Kısa problem A:
Kayıtlarda "Medical imaging review: outline the crispy" ifadesini içeren satırdan başlayıp "[0,0,1024,372]" ifadesini içeren satırla biten bölümü yeniden ölçeklendiriniz. İstekler dahil bu satırları yeniden yazınız, yanıtlardaki koordinatları 2,4 ile çarpıp yarımları yukarı yuvarlayarak tam sayıya çeviriniz.

Özal'ın ölümünde şok tanık iddiası
Abone olTurgut Özal'ın ölümü masaya yatırıldı bir tanığın ifadesi 'ihmal mi var?' iddialarını güçlendirdi.
İNTERNETHABER- Turgut Özal'ın ölümü yeniden masaya
yatırıldı, konuşulanlar ve ortaya atılan iddialar ise kafaları
karıştırdı. Özal'ın Hacettepe'ye getirildiğinde bir saate yakın
acilde bekletildiğini ve kimsenin müdahalede bulunmadığını iddia
eden tanık, anında müdahale edildiği ve ihmal yok raporlarına
gölge düşürdü.
8. Cumhurbaşkanı Turgut Özal'ın eşi Semra Özal ve oğlu Ahmet Özal, Can Dündar'ın sunduğu "Cumhurbaşkanı Özal: Bir ölümün anatomisi" özel yayınında konuştu. Çok sayıda konuğun katıldığı programda konuşan Semra Hanım, Özal'ın rahatsızlandığı anları şu sözlerle anlattı.
"Spor yapardı sabahları. Fakat o gün İstanbul’a
gideceğimiz "Bugün yürüyüş yapmayacağım.Tekrar duş yapacak kadar
vaktim yok, geç kalırız" dedi. Konuşarak kahvaltı
sofrasına geliyorduk ve konuşurken birden arkamda düştü." diye
konuştu.

Gösterilen kayıtlar:
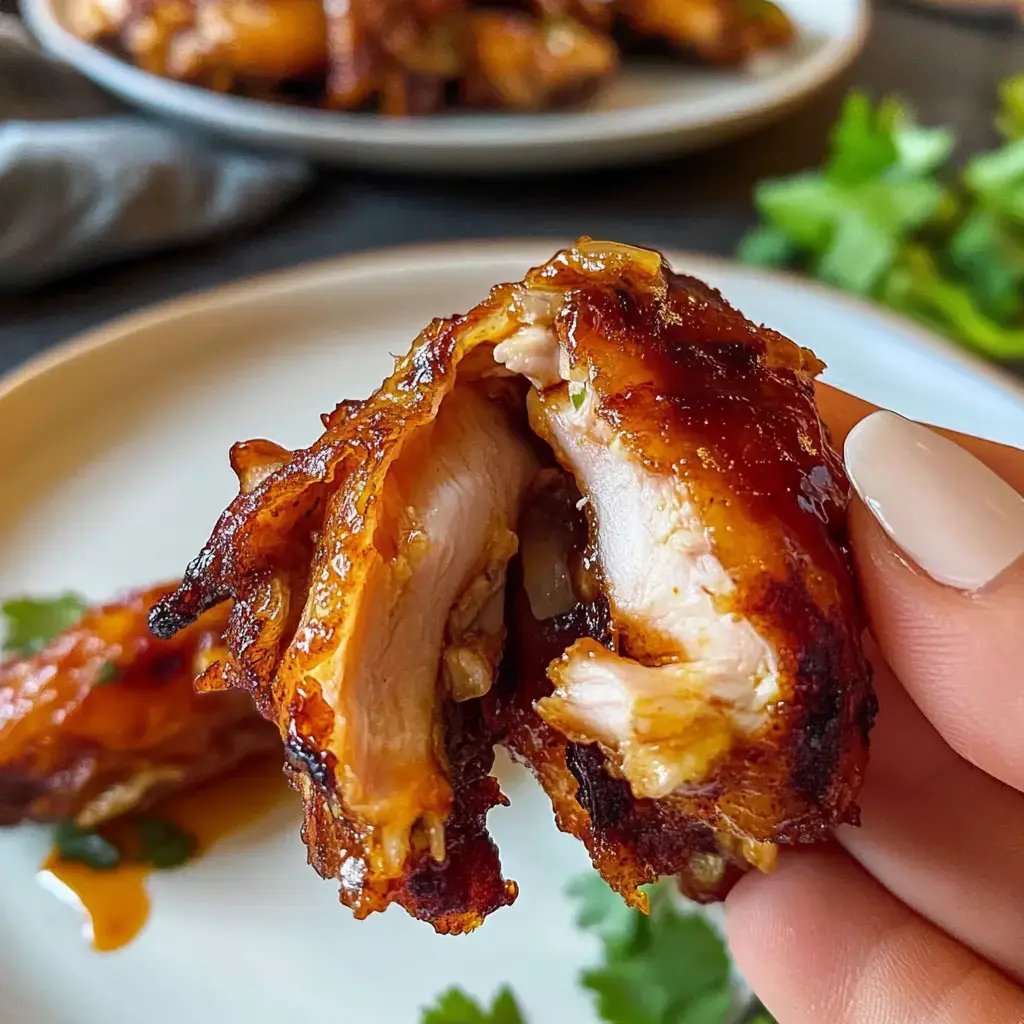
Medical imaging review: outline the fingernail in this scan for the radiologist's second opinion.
[845,412,1024,590]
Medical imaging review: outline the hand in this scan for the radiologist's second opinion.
[726,388,1024,1024]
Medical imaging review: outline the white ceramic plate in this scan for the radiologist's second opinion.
[0,242,1024,1024]
[22,0,868,173]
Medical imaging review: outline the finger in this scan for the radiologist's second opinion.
[845,413,1024,791]
[815,383,1024,493]
[838,664,1024,983]
[726,851,1024,1024]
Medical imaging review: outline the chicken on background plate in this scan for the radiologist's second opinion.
[69,0,794,115]
[151,240,876,932]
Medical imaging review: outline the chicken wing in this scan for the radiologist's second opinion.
[151,240,876,931]
[0,585,280,826]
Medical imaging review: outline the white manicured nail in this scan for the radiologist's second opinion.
[845,412,1024,591]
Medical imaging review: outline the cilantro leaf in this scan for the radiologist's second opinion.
[135,818,196,870]
[53,820,121,871]
[995,72,1024,139]
[0,594,87,657]
[884,247,1024,359]
[739,74,1024,359]
[421,988,525,1024]
[949,209,1024,323]
[569,877,732,1024]
[92,662,121,686]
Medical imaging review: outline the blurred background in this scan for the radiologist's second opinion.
[0,0,1024,370]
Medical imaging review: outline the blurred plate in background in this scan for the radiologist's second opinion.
[22,0,869,173]
[0,242,1024,1024]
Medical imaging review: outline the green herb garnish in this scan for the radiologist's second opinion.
[0,594,86,657]
[53,821,121,871]
[421,874,775,1024]
[53,818,196,871]
[92,662,121,686]
[739,75,1024,359]
[995,72,1024,139]
[135,818,196,870]
[422,988,525,1024]
[572,879,733,1024]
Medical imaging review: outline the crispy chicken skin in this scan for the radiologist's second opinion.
[151,240,876,931]
[151,323,536,932]
[69,0,793,115]
[0,585,279,825]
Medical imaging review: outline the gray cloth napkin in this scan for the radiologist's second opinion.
[0,14,310,292]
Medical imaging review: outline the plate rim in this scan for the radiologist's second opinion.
[22,0,873,154]
[0,238,1024,413]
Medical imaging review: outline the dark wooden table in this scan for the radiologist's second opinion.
[0,0,1024,372]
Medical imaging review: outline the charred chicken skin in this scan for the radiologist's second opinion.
[151,240,876,931]
[0,586,280,827]
[69,0,794,115]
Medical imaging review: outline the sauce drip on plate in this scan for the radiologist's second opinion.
[40,756,290,952]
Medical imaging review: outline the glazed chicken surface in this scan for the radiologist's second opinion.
[69,0,794,115]
[0,585,280,827]
[151,240,876,932]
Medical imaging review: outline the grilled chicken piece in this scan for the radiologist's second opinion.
[152,329,537,932]
[618,0,795,65]
[0,585,280,826]
[68,0,793,110]
[69,0,328,94]
[152,240,876,931]
[327,0,617,115]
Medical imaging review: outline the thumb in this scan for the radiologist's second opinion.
[845,412,1024,792]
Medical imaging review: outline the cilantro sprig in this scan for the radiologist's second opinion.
[421,874,774,1024]
[739,75,1024,359]
[570,876,733,1024]
[422,988,526,1024]
[0,594,86,657]
[53,817,197,871]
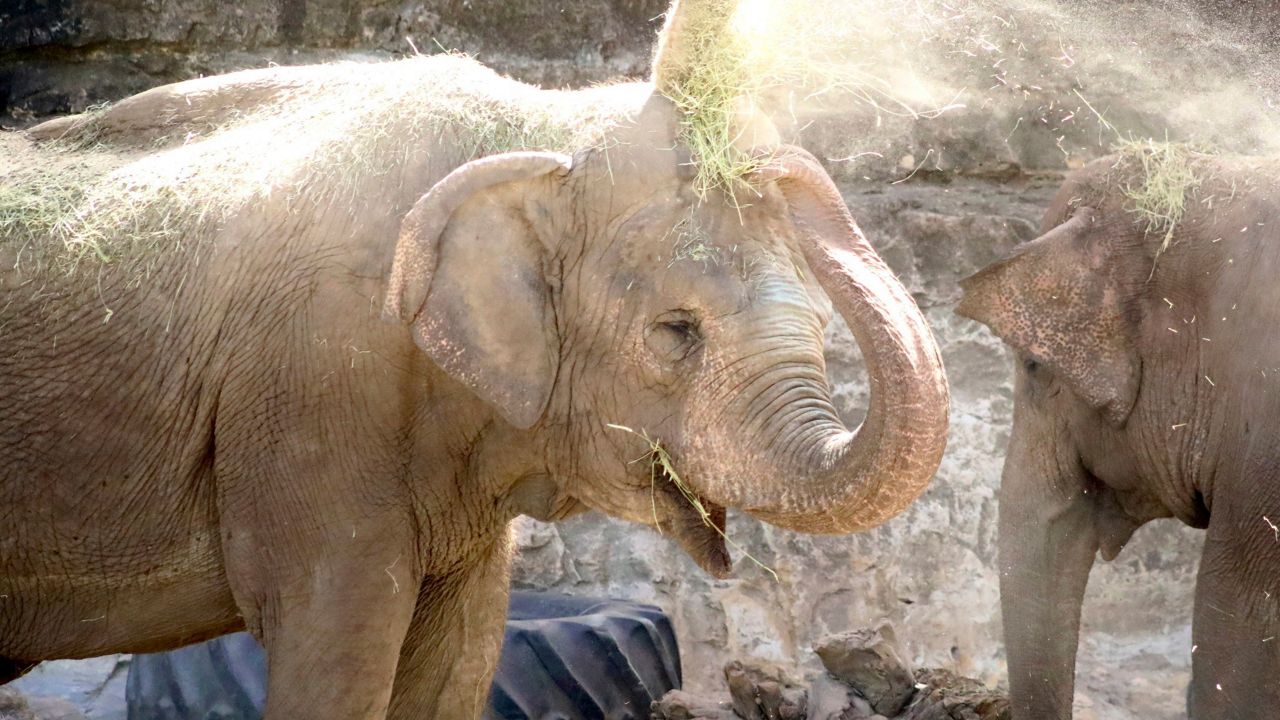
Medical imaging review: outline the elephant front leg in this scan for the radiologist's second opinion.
[252,538,417,720]
[1187,525,1280,720]
[388,536,511,720]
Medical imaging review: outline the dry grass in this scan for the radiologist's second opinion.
[608,423,778,582]
[0,55,621,281]
[1115,138,1210,252]
[658,0,942,202]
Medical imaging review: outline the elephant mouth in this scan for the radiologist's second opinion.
[654,469,732,578]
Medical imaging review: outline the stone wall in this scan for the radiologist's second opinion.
[0,0,1275,720]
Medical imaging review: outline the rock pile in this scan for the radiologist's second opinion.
[652,624,1010,720]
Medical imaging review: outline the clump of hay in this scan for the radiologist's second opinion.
[1115,138,1208,252]
[608,423,778,582]
[0,55,626,282]
[654,0,942,201]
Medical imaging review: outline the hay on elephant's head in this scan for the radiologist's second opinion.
[653,0,941,196]
[1115,138,1210,252]
[0,55,625,277]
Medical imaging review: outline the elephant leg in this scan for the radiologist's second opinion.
[221,453,422,720]
[388,534,511,720]
[1187,515,1280,720]
[254,561,413,720]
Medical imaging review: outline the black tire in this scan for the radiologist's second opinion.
[125,592,681,720]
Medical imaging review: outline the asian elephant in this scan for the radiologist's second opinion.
[959,149,1280,720]
[0,1,948,720]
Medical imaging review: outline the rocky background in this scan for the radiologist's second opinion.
[10,0,1280,720]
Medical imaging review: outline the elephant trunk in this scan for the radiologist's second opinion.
[717,147,948,533]
[1000,407,1100,720]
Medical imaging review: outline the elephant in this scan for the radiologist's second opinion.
[957,146,1280,720]
[0,0,948,720]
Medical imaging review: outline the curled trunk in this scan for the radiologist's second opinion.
[709,147,950,533]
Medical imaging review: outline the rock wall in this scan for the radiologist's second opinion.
[0,0,1276,720]
[0,0,667,119]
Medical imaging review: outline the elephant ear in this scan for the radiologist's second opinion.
[956,208,1140,427]
[383,152,570,428]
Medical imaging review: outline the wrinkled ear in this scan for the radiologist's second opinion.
[383,152,570,428]
[956,208,1140,425]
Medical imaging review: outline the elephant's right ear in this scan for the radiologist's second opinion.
[956,208,1140,425]
[383,152,570,428]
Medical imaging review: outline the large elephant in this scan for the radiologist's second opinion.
[0,3,947,720]
[959,147,1280,720]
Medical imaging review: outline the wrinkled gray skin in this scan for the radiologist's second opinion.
[0,26,947,720]
[959,158,1280,720]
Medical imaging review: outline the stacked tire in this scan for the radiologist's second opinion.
[127,592,681,720]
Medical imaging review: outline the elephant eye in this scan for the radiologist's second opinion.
[645,310,703,363]
[662,320,698,338]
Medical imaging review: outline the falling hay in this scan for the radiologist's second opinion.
[1115,138,1208,252]
[607,423,778,582]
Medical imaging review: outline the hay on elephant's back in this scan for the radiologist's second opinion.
[0,55,632,277]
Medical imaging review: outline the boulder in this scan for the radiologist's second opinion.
[724,660,809,720]
[901,670,1012,720]
[814,624,915,717]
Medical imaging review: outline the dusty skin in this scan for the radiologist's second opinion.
[0,3,947,720]
[959,149,1280,720]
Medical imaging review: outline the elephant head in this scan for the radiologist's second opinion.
[385,3,948,575]
[956,151,1240,720]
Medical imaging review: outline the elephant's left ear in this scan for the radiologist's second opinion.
[383,152,570,428]
[956,208,1140,425]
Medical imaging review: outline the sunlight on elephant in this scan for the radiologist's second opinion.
[0,0,948,720]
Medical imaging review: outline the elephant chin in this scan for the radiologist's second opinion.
[654,478,732,578]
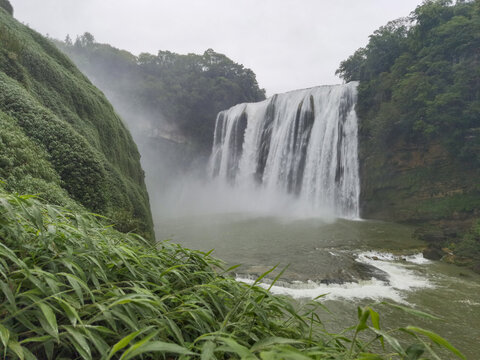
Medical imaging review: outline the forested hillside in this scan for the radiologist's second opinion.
[337,0,480,270]
[337,0,480,220]
[58,33,265,153]
[0,1,153,238]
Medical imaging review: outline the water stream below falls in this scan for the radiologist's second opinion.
[156,213,480,359]
[156,83,480,359]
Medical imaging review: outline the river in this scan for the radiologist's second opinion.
[156,213,480,359]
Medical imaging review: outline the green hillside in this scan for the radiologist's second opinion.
[0,1,153,238]
[57,33,265,153]
[337,0,480,271]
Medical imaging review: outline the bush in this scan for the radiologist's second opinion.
[0,191,462,360]
[0,0,13,16]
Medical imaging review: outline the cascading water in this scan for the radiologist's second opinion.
[210,82,360,218]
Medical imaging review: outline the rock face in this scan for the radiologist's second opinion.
[359,137,480,227]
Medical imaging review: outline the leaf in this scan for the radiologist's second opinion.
[220,338,257,359]
[65,326,92,360]
[122,341,196,360]
[405,344,425,360]
[8,340,25,360]
[20,335,52,344]
[107,330,142,360]
[0,324,10,348]
[38,303,58,338]
[200,341,215,360]
[55,297,81,326]
[405,326,466,359]
[250,336,302,352]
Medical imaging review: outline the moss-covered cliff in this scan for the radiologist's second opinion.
[0,6,153,237]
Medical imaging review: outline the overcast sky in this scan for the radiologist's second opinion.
[10,0,422,95]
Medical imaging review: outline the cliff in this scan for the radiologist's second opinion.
[0,6,153,238]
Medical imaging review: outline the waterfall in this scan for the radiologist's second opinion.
[209,82,360,218]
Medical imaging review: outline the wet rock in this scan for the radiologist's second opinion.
[413,228,447,243]
[422,246,445,260]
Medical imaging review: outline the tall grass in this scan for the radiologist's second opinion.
[0,190,462,360]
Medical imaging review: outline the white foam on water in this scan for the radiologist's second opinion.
[237,251,433,303]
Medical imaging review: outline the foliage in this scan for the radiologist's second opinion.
[455,220,480,271]
[0,190,463,360]
[0,12,153,238]
[337,0,480,163]
[57,33,265,150]
[0,0,13,15]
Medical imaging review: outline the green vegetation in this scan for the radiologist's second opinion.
[0,9,153,238]
[0,189,464,360]
[337,0,480,269]
[337,0,480,222]
[57,33,265,152]
[0,0,13,15]
[337,0,480,160]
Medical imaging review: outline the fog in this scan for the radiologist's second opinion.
[11,0,421,229]
[11,0,422,96]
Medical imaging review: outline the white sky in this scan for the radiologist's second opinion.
[10,0,422,95]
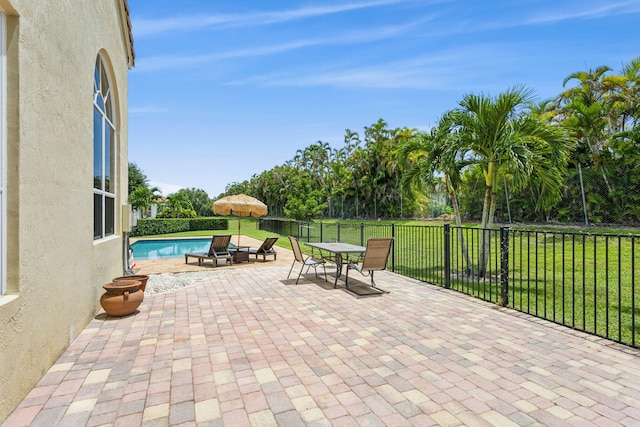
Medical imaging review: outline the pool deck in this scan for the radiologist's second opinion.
[131,235,293,274]
[3,237,640,427]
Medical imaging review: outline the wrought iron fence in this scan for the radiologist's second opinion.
[260,218,640,348]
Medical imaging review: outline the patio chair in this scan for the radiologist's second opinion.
[184,234,233,267]
[249,237,278,261]
[344,237,393,296]
[287,236,327,285]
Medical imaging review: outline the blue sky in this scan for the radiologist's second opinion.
[129,0,640,198]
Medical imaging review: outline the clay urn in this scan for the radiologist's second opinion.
[100,280,144,317]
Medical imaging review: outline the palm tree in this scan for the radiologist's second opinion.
[444,87,570,276]
[129,186,160,218]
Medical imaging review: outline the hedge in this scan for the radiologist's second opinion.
[131,218,229,237]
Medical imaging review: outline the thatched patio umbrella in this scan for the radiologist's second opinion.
[213,194,267,245]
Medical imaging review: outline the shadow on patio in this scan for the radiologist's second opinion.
[4,242,640,426]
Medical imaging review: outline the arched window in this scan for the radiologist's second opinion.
[93,55,116,240]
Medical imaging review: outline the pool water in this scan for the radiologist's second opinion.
[131,237,211,261]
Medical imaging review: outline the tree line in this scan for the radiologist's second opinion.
[129,162,213,218]
[220,57,640,227]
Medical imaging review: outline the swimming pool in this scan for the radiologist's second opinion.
[130,237,211,260]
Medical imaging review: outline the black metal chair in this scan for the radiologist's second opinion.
[287,236,327,285]
[344,237,393,296]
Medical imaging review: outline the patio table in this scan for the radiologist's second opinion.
[305,242,367,288]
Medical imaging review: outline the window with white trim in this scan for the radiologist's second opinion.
[0,10,7,296]
[93,55,116,240]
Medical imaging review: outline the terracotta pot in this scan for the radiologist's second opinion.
[113,274,149,292]
[100,280,144,317]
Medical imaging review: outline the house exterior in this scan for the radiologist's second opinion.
[0,0,134,423]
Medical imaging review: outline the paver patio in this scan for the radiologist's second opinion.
[3,242,640,427]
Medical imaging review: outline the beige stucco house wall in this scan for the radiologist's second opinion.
[0,0,134,423]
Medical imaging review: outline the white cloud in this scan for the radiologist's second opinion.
[129,105,168,114]
[133,0,424,37]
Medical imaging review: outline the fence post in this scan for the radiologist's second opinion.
[391,224,396,272]
[500,227,509,307]
[443,224,451,289]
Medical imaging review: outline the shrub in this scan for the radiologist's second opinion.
[131,218,229,237]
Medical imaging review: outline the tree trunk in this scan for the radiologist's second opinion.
[446,178,473,276]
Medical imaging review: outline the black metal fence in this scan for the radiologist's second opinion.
[260,218,640,348]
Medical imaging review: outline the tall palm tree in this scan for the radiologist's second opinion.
[445,86,570,276]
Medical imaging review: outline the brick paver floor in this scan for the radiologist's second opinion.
[3,263,640,427]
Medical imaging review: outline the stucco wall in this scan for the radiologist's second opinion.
[0,0,128,422]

Kısa problem B:
Aşağıdaki ifadelerin Özal haberiyle uyuşup uyuşmadığını evet ya da hayır olarak belirtiniz ve her yanıtı haberin belirleyici sözleriyle destekleyiniz: (i) Tanık, Özal'ın Hacettepe'de bir saate yakın acilde bekletildiğini iddia etmiştir. (ii) Özal, rahatsızlandığı sabah yürüyüş yapmıştır. (iii) Özel yayını Ahmet Özal sunmuştur.

Çıktı A:
Medical imaging review: outline the crispy chicken skin in this scan for the radiologist's second opinion.
[362,576,2102,2234]
[362,775,1286,2237]
[166,0,1903,276]
[0,1404,670,1980]
Medical imaging review: outline the gray cloth napkin in this scan for the radiologist's second opinion.
[0,34,744,701]
Medical imaging review: outline the plate rim in this scan for the radiologist's second opinion.
[53,0,2095,370]
[0,571,2458,991]
Medical imaging review: outline the dark wooden table in this scan for the radiologist's second opinion.
[0,0,2458,893]

Çıktı B:
(i) Evet: “Özal'ın Hacettepe'ye getirildiğinde bir saate yakın acilde bekletildiğini ve kimsenin müdahalede bulunmadığını iddia eden tanık”
(ii) Hayır: “Bugün yürüyüş yapmayacağım”
(iii) Hayır: “Can Dündar'ın sunduğu”